UniEditBench: A Unified and Cost-Effective Benchmark for Image and Video Editing via Distilled MLLMs

arXiv cs.CV / 4/20/2026

📰 NewsDeveloper Stack & InfrastructureSignals & Early TrendsModels & Research

Key Points

  • The paper introduces UniEditBench, a unified benchmark designed to fairly evaluate both image and video editing models under a shared protocol across different paradigms.
  • It defines detailed taxonomy and operation coverage—nine image operations and eight video operations—including challenging tasks like counting and spatial reordering.
  • Because existing automatic metrics often diverge from human preferences and directly using large multimodal LLM evaluators is too costly, the authors distill a high-capacity MLLM judge into smaller 4B/8B evaluators.
  • The distilled evaluators deliver multi-dimensional scoring (e.g., structural fidelity, text alignment, background consistency, naturalness, and temporal-spatial consistency for videos) and show strong agreement with human judgments while greatly reducing evaluation cost.
  • UniEditBench and the associated reward models are released publicly for reproducible benchmarking of modern visual editing methods.

Data supplied
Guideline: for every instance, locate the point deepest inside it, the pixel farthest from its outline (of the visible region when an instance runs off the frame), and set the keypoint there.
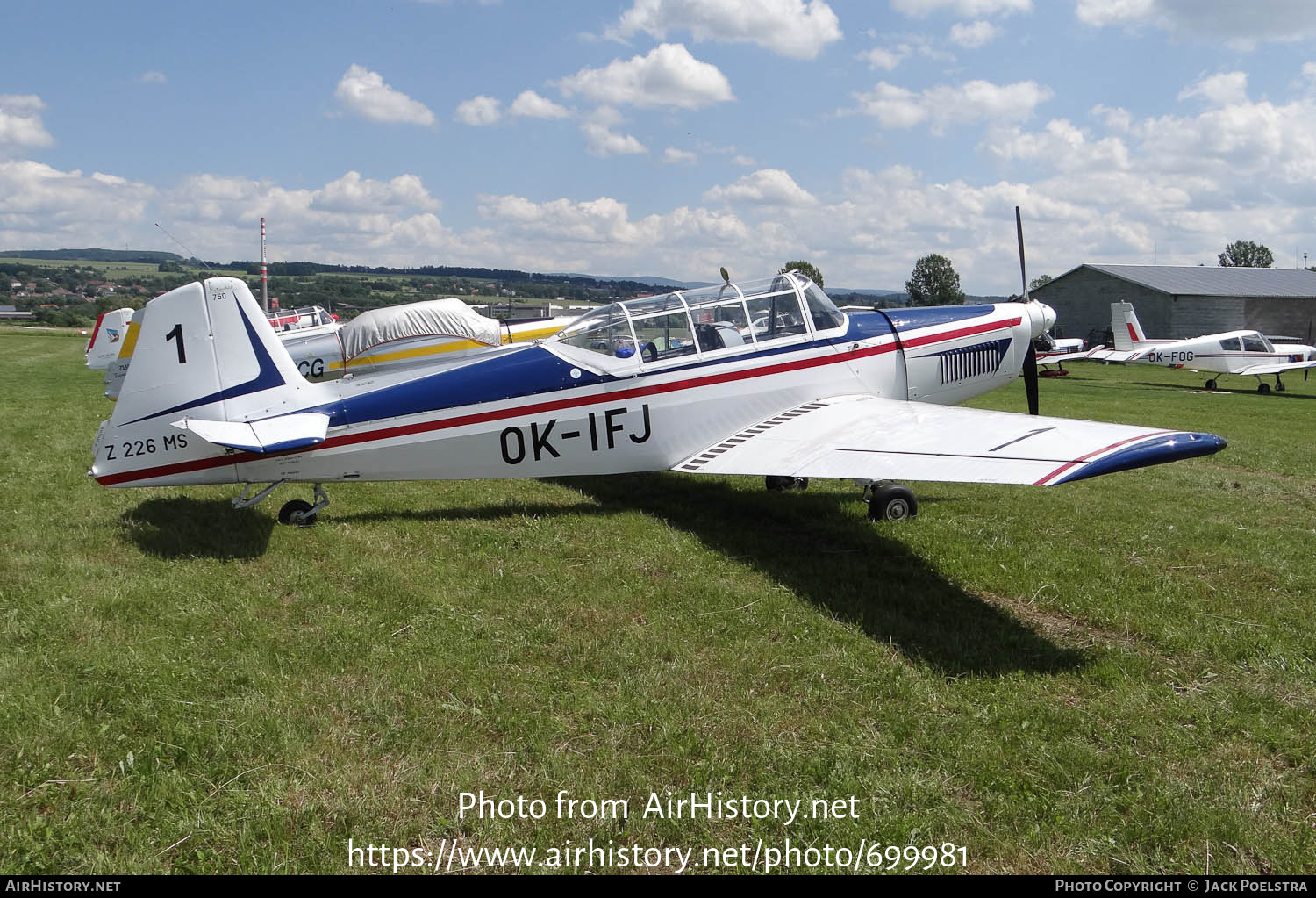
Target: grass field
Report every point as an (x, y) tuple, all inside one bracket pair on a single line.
[(1113, 676)]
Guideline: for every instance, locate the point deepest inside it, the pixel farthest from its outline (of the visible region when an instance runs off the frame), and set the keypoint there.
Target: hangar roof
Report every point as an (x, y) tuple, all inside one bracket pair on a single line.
[(1202, 281)]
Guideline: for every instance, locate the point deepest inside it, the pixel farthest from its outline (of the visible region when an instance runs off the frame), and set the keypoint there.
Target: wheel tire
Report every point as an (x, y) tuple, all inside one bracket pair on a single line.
[(297, 507), (892, 502)]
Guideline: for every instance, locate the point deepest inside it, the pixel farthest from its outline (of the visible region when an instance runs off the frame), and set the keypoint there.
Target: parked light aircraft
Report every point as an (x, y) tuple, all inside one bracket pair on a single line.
[(1234, 352), (681, 382)]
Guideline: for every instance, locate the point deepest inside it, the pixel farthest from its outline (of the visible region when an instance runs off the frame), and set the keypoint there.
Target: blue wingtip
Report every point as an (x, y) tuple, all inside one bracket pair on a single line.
[(1157, 450)]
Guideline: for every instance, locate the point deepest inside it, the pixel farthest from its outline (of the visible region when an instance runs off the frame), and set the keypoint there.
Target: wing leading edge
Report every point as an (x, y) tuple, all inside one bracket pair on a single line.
[(870, 437)]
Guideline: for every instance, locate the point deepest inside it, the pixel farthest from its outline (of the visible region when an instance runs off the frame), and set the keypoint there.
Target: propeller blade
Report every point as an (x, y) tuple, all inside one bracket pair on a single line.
[(1031, 378), (1023, 273)]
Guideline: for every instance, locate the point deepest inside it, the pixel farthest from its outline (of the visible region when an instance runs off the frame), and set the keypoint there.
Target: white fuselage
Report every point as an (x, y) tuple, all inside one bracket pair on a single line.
[(1226, 353), (549, 408)]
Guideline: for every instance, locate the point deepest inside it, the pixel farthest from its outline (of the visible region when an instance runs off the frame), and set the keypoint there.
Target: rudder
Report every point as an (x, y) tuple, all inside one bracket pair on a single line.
[(1124, 327)]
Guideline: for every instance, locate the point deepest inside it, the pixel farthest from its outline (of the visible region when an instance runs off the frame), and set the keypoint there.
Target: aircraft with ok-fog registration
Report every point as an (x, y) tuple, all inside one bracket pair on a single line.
[(763, 378), (1245, 353)]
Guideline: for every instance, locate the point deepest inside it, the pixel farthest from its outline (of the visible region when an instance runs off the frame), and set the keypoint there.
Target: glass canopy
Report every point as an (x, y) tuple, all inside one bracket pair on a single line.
[(705, 320)]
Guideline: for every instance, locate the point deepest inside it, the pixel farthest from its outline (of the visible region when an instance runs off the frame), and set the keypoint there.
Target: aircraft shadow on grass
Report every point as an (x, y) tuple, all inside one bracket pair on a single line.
[(482, 513), (181, 527), (1240, 387), (842, 564), (845, 566)]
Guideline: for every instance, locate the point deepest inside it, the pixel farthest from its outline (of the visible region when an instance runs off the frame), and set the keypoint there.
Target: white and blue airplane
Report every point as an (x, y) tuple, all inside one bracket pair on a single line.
[(1245, 353), (763, 378)]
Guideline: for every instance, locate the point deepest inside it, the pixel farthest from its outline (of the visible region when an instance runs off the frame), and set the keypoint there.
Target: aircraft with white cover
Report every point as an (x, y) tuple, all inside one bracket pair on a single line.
[(681, 382), (426, 334), (1245, 353)]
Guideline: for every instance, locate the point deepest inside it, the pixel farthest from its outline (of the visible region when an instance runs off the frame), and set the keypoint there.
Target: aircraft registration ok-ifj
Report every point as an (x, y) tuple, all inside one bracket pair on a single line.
[(1234, 352), (765, 378)]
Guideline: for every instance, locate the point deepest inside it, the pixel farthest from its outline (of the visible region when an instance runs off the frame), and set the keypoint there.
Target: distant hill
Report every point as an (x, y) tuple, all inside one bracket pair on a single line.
[(145, 255)]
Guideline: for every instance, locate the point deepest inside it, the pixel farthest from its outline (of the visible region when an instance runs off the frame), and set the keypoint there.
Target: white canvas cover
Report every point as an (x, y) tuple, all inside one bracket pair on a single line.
[(433, 318)]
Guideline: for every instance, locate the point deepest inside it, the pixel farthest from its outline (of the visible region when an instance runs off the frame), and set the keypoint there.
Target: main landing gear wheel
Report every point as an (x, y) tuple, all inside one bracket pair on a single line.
[(892, 502), (295, 513), (303, 514)]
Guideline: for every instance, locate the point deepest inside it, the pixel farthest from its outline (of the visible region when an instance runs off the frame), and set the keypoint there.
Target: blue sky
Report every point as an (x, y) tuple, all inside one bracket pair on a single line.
[(665, 137)]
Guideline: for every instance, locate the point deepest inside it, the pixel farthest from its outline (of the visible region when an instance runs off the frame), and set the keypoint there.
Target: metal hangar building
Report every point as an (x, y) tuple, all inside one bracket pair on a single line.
[(1176, 302)]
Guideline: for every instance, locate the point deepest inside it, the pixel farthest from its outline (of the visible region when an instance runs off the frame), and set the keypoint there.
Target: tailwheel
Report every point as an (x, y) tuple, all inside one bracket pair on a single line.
[(303, 514), (892, 502), (295, 513)]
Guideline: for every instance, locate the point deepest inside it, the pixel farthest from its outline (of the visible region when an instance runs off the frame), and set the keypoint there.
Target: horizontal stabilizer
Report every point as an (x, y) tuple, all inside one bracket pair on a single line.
[(1277, 368), (270, 435)]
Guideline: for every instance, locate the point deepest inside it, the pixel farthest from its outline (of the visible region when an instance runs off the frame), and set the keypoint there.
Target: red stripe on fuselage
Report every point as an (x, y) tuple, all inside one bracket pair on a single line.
[(552, 406)]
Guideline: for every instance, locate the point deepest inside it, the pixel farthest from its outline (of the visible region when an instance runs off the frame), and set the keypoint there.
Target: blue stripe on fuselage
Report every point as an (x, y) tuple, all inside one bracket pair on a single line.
[(911, 319), (532, 371)]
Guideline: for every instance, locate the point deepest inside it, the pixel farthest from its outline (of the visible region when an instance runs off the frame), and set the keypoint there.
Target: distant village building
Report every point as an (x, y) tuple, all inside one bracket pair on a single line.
[(1176, 302)]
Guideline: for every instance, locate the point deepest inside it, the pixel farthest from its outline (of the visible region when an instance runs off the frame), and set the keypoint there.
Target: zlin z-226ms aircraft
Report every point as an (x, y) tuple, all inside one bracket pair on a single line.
[(765, 378), (1234, 352)]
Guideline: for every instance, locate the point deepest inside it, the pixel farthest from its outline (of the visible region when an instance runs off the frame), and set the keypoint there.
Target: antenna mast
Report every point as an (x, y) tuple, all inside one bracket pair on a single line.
[(265, 291)]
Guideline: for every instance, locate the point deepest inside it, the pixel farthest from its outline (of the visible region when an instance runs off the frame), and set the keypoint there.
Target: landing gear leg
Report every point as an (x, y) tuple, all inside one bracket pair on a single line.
[(247, 502), (303, 514), (891, 502)]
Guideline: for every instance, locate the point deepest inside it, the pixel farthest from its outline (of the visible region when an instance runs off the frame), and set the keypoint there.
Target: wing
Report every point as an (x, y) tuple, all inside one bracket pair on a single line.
[(869, 437), (1276, 368)]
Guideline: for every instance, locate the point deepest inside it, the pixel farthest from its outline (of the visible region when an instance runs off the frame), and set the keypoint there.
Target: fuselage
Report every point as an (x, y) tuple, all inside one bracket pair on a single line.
[(582, 405), (1227, 353)]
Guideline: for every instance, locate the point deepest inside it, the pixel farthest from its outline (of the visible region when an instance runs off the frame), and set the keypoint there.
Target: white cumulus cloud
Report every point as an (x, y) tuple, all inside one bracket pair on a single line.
[(666, 75), (952, 104), (479, 111), (973, 34), (791, 28), (766, 186), (1239, 24), (366, 94), (1220, 90), (965, 8), (20, 123), (532, 105)]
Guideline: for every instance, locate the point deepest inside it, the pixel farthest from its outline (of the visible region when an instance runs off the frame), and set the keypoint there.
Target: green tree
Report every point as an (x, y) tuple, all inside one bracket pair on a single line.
[(933, 282), (1247, 255), (805, 269)]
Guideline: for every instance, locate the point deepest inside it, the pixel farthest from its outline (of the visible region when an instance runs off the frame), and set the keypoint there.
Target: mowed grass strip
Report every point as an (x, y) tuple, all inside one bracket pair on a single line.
[(1108, 676)]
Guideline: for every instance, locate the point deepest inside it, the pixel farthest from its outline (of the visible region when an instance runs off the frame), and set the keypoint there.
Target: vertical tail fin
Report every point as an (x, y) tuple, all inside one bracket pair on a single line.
[(107, 337), (1126, 328), (205, 350)]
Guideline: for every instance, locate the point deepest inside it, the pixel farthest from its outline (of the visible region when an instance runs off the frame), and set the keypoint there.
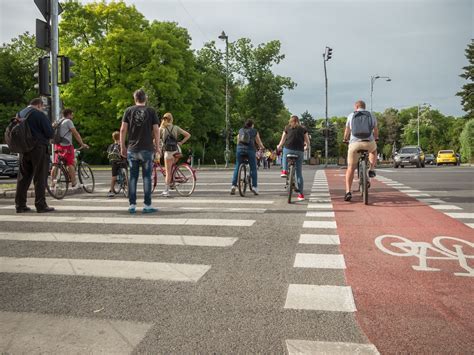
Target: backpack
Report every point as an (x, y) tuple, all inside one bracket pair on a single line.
[(362, 124), (57, 138), (244, 136), (170, 143), (18, 135)]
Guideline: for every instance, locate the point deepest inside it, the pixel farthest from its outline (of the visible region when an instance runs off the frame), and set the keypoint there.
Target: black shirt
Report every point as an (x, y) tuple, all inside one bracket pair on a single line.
[(140, 121), (40, 126), (295, 137)]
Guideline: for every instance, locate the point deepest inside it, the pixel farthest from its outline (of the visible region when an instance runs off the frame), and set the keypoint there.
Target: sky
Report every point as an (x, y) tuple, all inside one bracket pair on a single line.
[(419, 44)]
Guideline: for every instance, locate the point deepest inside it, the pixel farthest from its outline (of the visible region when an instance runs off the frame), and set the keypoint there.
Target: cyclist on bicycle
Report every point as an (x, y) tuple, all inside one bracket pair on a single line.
[(295, 139), (171, 147), (361, 128), (247, 138)]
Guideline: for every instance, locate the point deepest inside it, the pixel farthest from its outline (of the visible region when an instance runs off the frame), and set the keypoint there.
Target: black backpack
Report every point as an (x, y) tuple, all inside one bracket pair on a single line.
[(18, 134), (362, 124)]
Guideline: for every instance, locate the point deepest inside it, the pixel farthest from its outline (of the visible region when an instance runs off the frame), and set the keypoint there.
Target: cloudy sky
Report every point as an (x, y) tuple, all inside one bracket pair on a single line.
[(419, 44)]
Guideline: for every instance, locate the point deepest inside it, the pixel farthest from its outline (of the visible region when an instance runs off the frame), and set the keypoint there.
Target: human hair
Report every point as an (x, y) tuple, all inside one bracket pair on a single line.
[(294, 121), (67, 112), (37, 102), (248, 123), (167, 120), (140, 96)]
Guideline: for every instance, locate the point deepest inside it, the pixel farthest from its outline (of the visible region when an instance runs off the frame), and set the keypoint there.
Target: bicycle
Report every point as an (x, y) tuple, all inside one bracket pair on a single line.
[(183, 177), (59, 179), (244, 178), (291, 184)]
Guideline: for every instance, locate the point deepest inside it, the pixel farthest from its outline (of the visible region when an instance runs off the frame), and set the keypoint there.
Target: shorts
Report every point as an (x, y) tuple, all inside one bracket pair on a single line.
[(116, 165), (67, 152), (353, 156)]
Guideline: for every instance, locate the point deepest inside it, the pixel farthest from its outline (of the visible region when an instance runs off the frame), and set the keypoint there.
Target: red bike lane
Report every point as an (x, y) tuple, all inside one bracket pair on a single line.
[(401, 306)]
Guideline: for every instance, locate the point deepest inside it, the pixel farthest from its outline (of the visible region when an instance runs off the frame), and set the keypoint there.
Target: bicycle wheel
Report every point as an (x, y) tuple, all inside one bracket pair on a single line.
[(86, 177), (184, 179), (241, 177), (58, 184), (291, 182)]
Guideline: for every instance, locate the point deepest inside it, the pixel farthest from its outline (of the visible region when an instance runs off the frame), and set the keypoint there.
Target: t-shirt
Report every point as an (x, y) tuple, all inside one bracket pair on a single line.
[(140, 120), (65, 132), (295, 137)]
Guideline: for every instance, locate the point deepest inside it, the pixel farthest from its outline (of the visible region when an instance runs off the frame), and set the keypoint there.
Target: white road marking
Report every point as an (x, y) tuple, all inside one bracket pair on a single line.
[(28, 333), (204, 241), (320, 214), (323, 239), (138, 219), (105, 268), (306, 347), (320, 298), (320, 261), (320, 224)]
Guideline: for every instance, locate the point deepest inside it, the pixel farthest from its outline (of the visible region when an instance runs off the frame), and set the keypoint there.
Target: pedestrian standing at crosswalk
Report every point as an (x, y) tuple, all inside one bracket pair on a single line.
[(143, 126)]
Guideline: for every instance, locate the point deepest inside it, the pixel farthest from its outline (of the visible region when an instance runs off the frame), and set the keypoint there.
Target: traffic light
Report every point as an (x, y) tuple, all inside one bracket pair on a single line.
[(42, 76), (66, 73)]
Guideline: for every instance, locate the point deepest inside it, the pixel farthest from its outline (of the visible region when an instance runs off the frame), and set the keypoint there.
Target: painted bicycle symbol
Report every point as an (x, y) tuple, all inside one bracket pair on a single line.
[(443, 248)]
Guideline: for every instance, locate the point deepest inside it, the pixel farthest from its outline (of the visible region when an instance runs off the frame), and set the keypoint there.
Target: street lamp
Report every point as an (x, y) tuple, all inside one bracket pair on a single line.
[(225, 38), (326, 56), (424, 105), (372, 81)]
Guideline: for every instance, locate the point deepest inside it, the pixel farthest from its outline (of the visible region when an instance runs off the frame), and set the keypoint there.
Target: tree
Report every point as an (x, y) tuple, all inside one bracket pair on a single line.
[(467, 92)]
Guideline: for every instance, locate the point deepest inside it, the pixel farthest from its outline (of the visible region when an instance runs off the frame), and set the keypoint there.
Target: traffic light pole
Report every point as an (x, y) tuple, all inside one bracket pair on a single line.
[(54, 60)]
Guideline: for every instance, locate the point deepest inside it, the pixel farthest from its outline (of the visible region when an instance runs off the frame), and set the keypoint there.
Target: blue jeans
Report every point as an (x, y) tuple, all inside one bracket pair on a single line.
[(299, 166), (135, 159), (252, 163)]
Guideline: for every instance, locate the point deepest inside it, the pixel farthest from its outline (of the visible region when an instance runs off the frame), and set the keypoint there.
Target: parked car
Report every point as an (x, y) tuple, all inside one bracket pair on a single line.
[(409, 155), (430, 159), (446, 157), (8, 162)]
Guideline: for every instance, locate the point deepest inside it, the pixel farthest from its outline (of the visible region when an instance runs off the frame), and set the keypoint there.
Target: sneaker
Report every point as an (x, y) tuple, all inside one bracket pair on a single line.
[(149, 209)]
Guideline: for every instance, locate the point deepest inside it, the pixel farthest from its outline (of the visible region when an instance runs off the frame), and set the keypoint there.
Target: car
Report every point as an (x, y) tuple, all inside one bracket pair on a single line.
[(9, 162), (409, 155), (430, 159), (446, 157)]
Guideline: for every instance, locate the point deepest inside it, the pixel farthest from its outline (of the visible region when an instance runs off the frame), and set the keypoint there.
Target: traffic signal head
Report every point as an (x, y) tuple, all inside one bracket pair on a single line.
[(42, 75)]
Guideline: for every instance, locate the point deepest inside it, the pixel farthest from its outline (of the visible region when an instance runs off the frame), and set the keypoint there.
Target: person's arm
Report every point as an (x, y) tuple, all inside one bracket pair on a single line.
[(123, 136)]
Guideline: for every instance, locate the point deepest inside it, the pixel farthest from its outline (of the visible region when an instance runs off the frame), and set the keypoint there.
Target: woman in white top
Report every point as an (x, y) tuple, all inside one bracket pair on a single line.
[(171, 146)]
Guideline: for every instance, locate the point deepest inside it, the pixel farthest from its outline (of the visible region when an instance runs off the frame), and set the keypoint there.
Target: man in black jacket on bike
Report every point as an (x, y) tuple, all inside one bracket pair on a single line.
[(34, 164)]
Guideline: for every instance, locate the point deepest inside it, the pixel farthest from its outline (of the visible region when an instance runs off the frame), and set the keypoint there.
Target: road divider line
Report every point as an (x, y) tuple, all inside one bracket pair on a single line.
[(105, 268)]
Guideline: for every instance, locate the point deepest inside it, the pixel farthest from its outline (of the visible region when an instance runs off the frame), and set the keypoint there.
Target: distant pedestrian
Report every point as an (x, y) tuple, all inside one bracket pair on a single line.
[(34, 164), (142, 125)]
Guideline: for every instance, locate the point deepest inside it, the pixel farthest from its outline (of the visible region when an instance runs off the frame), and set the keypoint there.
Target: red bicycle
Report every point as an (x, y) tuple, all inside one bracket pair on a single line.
[(183, 177)]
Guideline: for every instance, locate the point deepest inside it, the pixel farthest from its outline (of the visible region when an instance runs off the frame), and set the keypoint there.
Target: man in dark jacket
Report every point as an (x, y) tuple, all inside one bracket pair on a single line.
[(34, 164)]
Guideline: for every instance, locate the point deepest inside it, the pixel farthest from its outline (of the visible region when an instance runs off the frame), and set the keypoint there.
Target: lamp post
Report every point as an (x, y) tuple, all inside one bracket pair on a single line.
[(225, 38), (372, 81), (326, 56), (424, 105)]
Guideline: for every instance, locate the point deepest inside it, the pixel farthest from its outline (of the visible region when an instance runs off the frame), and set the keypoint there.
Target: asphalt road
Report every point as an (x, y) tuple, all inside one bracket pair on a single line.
[(211, 273)]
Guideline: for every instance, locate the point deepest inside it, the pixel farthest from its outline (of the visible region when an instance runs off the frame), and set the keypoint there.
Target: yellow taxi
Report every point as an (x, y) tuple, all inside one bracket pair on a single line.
[(446, 157)]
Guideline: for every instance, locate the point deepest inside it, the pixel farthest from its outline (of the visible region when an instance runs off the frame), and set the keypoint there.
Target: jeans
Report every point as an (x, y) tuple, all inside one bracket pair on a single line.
[(299, 166), (135, 159), (252, 163)]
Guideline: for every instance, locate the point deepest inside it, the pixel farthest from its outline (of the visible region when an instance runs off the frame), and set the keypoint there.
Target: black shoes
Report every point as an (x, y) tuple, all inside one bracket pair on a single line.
[(23, 209), (45, 209)]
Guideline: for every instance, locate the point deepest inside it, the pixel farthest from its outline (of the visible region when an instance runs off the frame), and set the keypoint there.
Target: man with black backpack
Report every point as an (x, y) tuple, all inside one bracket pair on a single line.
[(34, 163), (361, 133)]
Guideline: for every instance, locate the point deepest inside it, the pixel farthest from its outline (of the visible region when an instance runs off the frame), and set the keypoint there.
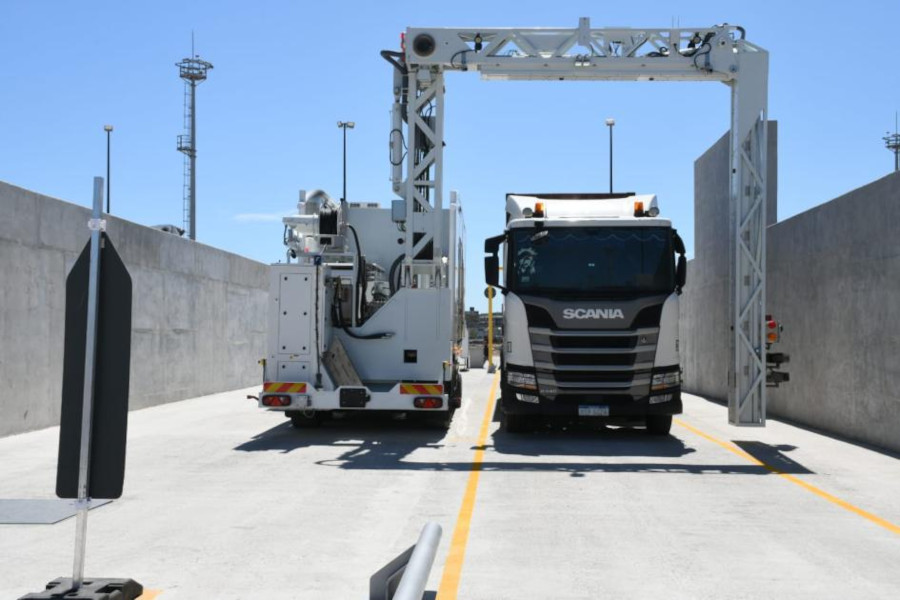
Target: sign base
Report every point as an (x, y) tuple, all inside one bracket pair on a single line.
[(91, 589)]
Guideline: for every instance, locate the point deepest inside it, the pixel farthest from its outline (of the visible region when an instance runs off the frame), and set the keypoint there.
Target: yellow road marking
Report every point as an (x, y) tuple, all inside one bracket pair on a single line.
[(453, 566), (808, 487)]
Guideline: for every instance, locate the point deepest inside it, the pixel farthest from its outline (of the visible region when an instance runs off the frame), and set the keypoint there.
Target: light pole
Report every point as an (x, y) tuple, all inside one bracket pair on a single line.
[(345, 125), (610, 123), (108, 130)]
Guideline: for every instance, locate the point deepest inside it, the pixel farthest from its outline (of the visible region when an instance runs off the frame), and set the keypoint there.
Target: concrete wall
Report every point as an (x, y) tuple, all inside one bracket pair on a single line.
[(198, 317), (834, 282)]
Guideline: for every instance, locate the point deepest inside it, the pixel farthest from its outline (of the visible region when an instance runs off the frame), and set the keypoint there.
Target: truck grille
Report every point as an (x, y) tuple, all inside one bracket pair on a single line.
[(614, 364)]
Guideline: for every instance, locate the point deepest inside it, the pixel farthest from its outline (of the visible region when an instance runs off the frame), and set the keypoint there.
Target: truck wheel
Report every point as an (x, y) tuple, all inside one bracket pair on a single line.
[(513, 423), (659, 424), (301, 421)]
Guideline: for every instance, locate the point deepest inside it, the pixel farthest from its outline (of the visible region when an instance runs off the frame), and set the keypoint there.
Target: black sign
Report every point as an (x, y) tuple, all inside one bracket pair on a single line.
[(110, 414)]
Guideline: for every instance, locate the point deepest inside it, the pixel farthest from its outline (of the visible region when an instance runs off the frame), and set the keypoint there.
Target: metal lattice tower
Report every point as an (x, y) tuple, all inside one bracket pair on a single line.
[(193, 72), (892, 143)]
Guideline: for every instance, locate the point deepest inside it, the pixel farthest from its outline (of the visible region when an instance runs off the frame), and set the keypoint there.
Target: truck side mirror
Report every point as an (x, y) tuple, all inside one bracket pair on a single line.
[(681, 272), (677, 242), (492, 262), (492, 270)]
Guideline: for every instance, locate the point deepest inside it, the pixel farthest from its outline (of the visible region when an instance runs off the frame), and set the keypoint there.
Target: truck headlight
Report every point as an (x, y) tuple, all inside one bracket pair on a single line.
[(662, 381), (521, 380)]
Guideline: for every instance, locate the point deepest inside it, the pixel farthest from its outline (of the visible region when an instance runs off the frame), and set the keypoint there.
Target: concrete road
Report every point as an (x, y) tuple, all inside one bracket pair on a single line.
[(223, 501)]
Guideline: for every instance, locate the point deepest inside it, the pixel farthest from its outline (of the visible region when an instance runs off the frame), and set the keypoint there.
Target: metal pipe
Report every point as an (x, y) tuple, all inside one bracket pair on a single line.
[(87, 410), (108, 130), (415, 576)]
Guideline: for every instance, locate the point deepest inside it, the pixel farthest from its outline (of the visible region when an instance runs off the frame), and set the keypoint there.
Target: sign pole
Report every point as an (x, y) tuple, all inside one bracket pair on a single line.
[(490, 294), (96, 225)]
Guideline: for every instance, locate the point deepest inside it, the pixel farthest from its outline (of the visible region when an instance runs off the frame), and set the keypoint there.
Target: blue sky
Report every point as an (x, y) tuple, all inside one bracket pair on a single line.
[(286, 72)]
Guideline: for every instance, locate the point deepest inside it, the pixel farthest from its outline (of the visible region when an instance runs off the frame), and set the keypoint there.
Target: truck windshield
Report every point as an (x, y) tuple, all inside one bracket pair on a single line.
[(595, 261)]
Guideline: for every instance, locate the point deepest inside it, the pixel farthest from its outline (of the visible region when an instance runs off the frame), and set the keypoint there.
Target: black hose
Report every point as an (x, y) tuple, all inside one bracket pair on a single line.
[(360, 277), (339, 321), (394, 287), (391, 56)]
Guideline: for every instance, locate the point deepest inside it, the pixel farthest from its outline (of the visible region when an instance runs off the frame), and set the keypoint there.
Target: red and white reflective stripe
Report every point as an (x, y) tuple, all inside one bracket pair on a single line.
[(277, 387)]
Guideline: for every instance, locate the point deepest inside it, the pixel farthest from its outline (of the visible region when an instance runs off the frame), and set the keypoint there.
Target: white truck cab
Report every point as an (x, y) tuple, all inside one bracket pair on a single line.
[(591, 289)]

Your tasks
(1) From the UniEditBench summary, copy out word for word the part that opens with the words containing "UniEditBench: A Unified" and closes with "across different paradigms.".
(2) According to the UniEditBench summary, what sizes are the smaller evaluators that the high-capacity MLLM judge is distilled into?

Responses per task
(1)
UniEditBench: A Unified and Cost-Effective Benchmark for Image and Video Editing via Distilled MLLMs

arXiv cs.CV / 4/20/2026

📰 NewsDeveloper Stack & InfrastructureSignals & Early TrendsModels & Research

Key Points

  • The paper introduces UniEditBench, a unified benchmark designed to fairly evaluate both image and video editing models under a shared protocol across different paradigms.

(2) 4B and 8B.